> **PROBLEM STATEMENT**: Rewrite the items below as a numbered list, leaving out any blank lines.

> **EXTRACTED ENTRIES**:
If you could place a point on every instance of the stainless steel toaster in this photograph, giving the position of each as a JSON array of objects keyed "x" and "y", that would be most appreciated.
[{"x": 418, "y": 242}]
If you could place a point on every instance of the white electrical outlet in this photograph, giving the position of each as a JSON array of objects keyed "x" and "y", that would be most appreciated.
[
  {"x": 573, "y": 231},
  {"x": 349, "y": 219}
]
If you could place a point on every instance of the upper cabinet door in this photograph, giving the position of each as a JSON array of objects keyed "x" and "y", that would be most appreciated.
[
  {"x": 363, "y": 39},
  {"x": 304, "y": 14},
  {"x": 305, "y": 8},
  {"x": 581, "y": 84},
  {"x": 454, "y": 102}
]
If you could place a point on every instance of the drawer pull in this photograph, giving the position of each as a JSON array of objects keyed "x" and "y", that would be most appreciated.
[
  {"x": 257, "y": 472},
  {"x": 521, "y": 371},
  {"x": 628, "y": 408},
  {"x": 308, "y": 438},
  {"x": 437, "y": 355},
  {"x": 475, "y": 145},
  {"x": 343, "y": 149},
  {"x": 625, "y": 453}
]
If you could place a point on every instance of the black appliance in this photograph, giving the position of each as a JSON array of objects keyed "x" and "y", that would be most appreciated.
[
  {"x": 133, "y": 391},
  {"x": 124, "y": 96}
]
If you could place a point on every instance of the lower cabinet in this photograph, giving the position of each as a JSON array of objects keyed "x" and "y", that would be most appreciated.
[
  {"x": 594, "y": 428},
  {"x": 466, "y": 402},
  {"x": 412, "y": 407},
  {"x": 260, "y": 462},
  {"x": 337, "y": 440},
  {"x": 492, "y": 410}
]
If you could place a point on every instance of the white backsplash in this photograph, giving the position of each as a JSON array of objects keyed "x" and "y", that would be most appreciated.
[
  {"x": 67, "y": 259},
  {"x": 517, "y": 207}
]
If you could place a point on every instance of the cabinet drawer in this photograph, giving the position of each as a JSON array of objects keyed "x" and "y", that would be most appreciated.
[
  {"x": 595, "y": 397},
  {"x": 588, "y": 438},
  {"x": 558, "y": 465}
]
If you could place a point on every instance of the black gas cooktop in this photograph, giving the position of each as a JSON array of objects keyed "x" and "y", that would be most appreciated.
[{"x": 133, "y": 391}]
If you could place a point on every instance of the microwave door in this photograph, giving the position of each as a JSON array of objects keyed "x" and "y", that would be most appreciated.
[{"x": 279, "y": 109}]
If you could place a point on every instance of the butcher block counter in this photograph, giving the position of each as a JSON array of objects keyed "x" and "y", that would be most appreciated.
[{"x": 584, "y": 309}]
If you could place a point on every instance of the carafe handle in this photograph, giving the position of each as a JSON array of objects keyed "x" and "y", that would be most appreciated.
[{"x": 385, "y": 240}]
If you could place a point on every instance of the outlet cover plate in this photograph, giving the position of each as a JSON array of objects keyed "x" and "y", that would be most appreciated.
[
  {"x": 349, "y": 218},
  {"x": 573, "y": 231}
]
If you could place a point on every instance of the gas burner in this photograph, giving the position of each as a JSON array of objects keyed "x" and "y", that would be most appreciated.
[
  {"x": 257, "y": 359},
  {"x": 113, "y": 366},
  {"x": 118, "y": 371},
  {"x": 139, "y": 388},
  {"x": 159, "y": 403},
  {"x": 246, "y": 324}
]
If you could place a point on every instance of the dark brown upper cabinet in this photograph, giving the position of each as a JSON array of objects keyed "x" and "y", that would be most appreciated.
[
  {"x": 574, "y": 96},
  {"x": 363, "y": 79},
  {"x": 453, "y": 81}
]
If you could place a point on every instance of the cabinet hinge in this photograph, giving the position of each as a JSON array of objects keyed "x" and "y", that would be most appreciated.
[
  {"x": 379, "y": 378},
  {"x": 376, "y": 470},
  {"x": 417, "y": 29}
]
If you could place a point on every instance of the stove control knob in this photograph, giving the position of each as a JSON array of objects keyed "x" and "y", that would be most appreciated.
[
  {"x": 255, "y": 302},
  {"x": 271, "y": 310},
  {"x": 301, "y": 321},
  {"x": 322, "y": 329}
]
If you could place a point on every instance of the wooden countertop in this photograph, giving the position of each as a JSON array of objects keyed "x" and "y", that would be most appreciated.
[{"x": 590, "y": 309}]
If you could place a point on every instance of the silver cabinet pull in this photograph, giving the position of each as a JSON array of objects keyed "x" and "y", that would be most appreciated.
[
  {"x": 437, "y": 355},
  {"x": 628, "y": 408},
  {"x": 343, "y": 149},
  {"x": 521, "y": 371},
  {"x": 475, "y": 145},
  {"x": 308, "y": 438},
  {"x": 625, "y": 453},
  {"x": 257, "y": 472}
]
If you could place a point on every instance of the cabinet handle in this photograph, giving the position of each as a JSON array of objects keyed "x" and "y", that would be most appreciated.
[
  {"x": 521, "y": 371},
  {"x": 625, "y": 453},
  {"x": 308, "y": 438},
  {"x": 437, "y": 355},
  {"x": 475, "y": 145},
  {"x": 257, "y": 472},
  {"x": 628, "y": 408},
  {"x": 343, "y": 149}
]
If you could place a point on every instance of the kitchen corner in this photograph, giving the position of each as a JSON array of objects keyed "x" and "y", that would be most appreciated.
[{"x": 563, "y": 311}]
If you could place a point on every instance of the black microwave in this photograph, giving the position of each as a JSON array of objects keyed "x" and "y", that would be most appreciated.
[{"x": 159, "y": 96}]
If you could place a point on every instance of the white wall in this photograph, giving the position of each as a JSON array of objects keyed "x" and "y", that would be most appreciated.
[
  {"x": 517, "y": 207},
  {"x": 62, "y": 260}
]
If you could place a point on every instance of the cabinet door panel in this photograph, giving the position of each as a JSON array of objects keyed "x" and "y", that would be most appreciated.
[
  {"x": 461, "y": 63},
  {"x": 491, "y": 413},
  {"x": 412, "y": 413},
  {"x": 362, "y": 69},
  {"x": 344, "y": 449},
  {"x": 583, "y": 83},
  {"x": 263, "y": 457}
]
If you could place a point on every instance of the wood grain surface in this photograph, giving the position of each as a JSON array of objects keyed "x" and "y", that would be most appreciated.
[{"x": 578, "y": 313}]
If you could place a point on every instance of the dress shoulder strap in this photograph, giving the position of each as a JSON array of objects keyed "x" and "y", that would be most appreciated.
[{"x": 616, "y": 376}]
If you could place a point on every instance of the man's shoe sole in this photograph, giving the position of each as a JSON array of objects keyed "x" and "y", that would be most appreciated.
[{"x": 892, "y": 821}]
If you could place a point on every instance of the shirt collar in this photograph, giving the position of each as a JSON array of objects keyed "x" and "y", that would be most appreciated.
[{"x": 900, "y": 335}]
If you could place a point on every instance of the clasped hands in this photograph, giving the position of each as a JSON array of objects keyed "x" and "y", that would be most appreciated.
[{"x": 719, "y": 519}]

> **CORRECT OUTPUT**:
1. If you could place a point on every instance of the stainless steel toaster in this photograph, giving the position of each as a JSON array of objects keyed "x" and "y", that would be most appreciated.
2. [{"x": 418, "y": 242}]
3. If you could place a point on every instance of the white electrical outlet in this photograph, giving the position of each as a JSON array of objects keyed "x" and "y", that would be most appreciated.
4. [
5.   {"x": 573, "y": 231},
6.   {"x": 349, "y": 219}
7. ]
8. If you could place a point on every instance of the upper cabinet door in this photograph, giving the position of each as a JSON array of objects keyed "x" and "y", that would be most appreciated.
9. [
10.   {"x": 363, "y": 39},
11.   {"x": 304, "y": 14},
12.   {"x": 305, "y": 8},
13.   {"x": 581, "y": 84},
14.   {"x": 454, "y": 102}
15. ]
16. If you could place a point on every instance of the drawer pull in this photograph, giving the position of each as a JSON array of objects keyed "x" and "y", that would be most appreciated.
17. [
18.   {"x": 257, "y": 472},
19.   {"x": 521, "y": 371},
20.   {"x": 628, "y": 408},
21.   {"x": 308, "y": 438},
22.   {"x": 437, "y": 355},
23.   {"x": 475, "y": 145},
24.   {"x": 343, "y": 149},
25.   {"x": 625, "y": 453}
26. ]
27. If you could place a point on every instance of the black appliance in this photograph, giving the position of each as a JSON array of objects keyed "x" and "y", that would be most appreciated.
28. [
29.   {"x": 133, "y": 391},
30.   {"x": 124, "y": 96}
31. ]
32. If you could place a point on every instance of the lower cabinet in this photograph, giving the position of each as a JSON array of objects keyed "x" and "y", that would be most appreciated.
33. [
34.   {"x": 594, "y": 428},
35.   {"x": 466, "y": 402},
36.   {"x": 412, "y": 407},
37.   {"x": 260, "y": 462},
38.   {"x": 337, "y": 440},
39.   {"x": 492, "y": 410}
40. ]
41. If you could place a point on every instance of the white backsplash in this photograph, giving the position of each as a JSON array of objects keyed "x" and "y", that would be most appreciated.
42. [
43.   {"x": 67, "y": 259},
44.   {"x": 517, "y": 207}
45. ]
46. If you could place a point on every instance of the cabinet drawer in this photograph, giving the position of each as a JSON array of objects keyed "x" and "y", that would be most appreciated.
47. [
48.   {"x": 595, "y": 397},
49.   {"x": 588, "y": 438},
50.   {"x": 558, "y": 465}
51. ]
52. If you could place a point on every instance of the black gas cooktop in this photograph, giving the position of each as a JSON array of objects keyed "x" and "y", that would be most appreciated.
53. [{"x": 133, "y": 391}]
54. If you could place a point on every instance of the microwave door in this photograph, giving the position of each as a JSON array of objects keyed "x" and "y", that would be most appreciated.
55. [{"x": 279, "y": 109}]
56. If you could place a point on every instance of the butcher block counter in this photograph, giving the position of each as a JSON array of objects keyed "x" and "y", that would be most appreciated.
57. [{"x": 584, "y": 309}]
58. If you could place a point on every instance of the carafe handle in this photograph, giving the position of each as a JSON array of objects keyed "x" and "y", that would be most appreciated.
59. [{"x": 385, "y": 240}]
60. If you could place a point on every instance of the outlet cover plate in this photograph, giving the position of each as a JSON array of objects keyed "x" and "y", that would be most appreciated.
61. [
62.   {"x": 349, "y": 218},
63.   {"x": 573, "y": 231}
64. ]
65. If you could place a point on every instance of the gas burner in this photograph, giving the position of each as a JSON array of objects keyed "x" and "y", that would be most appreciated.
66. [
67.   {"x": 257, "y": 359},
68.   {"x": 113, "y": 366},
69.   {"x": 118, "y": 371},
70.   {"x": 139, "y": 388},
71.   {"x": 159, "y": 403},
72.   {"x": 246, "y": 324}
73. ]
74. If you could place a point on every instance of the dark brown upper cabinet in this photograph, giving the position of each as a JSON array of objects keyed "x" and "y", that would be most appreciated.
75. [
76.   {"x": 574, "y": 96},
77.   {"x": 363, "y": 79},
78.   {"x": 453, "y": 81}
79. ]
80. If you could place a point on every instance of the cabinet hinge in this photograph, giving the position of each as a JSON array of objects keyed "x" and "y", that would be most appreciated.
81. [
82.   {"x": 379, "y": 378},
83.   {"x": 376, "y": 470},
84.   {"x": 417, "y": 29}
85. ]
86. If you could place a point on every instance of the stove control knob in this photograph, giving the position of each as a JSON array of objects keyed "x" and "y", that would be most appreciated.
87. [
88.   {"x": 255, "y": 302},
89.   {"x": 271, "y": 310},
90.   {"x": 301, "y": 321},
91.   {"x": 322, "y": 329}
92. ]
93. If you could place a point on every instance of the wooden countertop in this photograph, giving the position of each as a JSON array of objects keyed "x" and "y", that would be most appreciated.
94. [{"x": 590, "y": 309}]
95. If you could place a point on every instance of the silver cabinet pull in this photograph, giving the position of each as a JSON array of objects keyed "x" and "y", that would be most appreciated.
96. [
97.   {"x": 437, "y": 355},
98.   {"x": 628, "y": 408},
99.   {"x": 343, "y": 149},
100.   {"x": 521, "y": 371},
101.   {"x": 475, "y": 145},
102.   {"x": 308, "y": 438},
103.   {"x": 625, "y": 453},
104.   {"x": 257, "y": 472}
105. ]
106. If you could place a point on every instance of the cabinet handle in this photograph, giving the position of each as a JSON array of objects keyed "x" and "y", that would be most appreciated.
107. [
108.   {"x": 521, "y": 371},
109.   {"x": 625, "y": 453},
110.   {"x": 308, "y": 438},
111.   {"x": 437, "y": 355},
112.   {"x": 475, "y": 145},
113.   {"x": 257, "y": 472},
114.   {"x": 628, "y": 408},
115.   {"x": 343, "y": 149}
116. ]
117. If you could place a point on every instance of the kitchen corner in this photograph, giving the position of each as a JSON array of objects keyed "x" and "y", that would be most appreciated.
118. [{"x": 563, "y": 311}]
119. If you could place a point on every instance of the black microwave in this photograph, giving the position of each as a JSON array of objects keyed "x" and "y", that would be most appreciated.
120. [{"x": 159, "y": 96}]
121. If you could place a point on every instance of the white wall in this photograph, giving the position of each as a JSON array of objects keyed "x" and "y", that would be most appreciated.
122. [
123.   {"x": 517, "y": 207},
124.   {"x": 62, "y": 260}
125. ]
126. If you could place a point on every instance of the cabinet door panel in this photograph, giving the position of each as a JSON array of objects keyed "x" and "y", that would be most appreciated.
127. [
128.   {"x": 461, "y": 63},
129.   {"x": 491, "y": 413},
130.   {"x": 412, "y": 413},
131.   {"x": 362, "y": 69},
132.   {"x": 344, "y": 449},
133.   {"x": 583, "y": 83},
134.   {"x": 263, "y": 457}
135. ]
136. If you could place a point on every instance of the wood grain surface in this photograph, giving the position of each as a JSON array of objects keyed "x" and "y", that would be most appreciated.
137. [{"x": 578, "y": 313}]
138. If you could place a point on every instance of the dress shoulder strap in this photograph, giving the position of each as a JSON array of objects keyed "x" and "y", that would be most appreciated.
139. [{"x": 616, "y": 376}]
140. If you could place a point on every instance of the man's shoe sole in this photograph, giving the position of each as a JSON array of objects keyed "x" and "y", that would be most appreciated.
141. [{"x": 892, "y": 821}]
142. If you could place a point on every instance of the shirt collar in this photograph, giving the position of each as a JSON array of objects keyed "x" and "y", that would be most appreciated.
143. [{"x": 900, "y": 335}]
144. If you could place a point on every instance of the clasped hands in this photograph, giving the position of each as a JSON array of objects keyed "x" and "y", that would be most appreciated.
145. [{"x": 719, "y": 519}]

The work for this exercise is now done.